____ Extracted material

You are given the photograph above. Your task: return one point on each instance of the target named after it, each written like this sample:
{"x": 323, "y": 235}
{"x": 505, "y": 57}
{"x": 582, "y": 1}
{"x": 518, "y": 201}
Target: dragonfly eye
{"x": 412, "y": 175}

________

What the task requires: Transcribe all of the entries without altering anything.

Solution for this problem:
You are given the photograph above. Your task: return one point on each instance of the target named after it, each written like this sample:
{"x": 323, "y": 235}
{"x": 505, "y": 57}
{"x": 582, "y": 1}
{"x": 518, "y": 201}
Target: dragonfly eye
{"x": 412, "y": 175}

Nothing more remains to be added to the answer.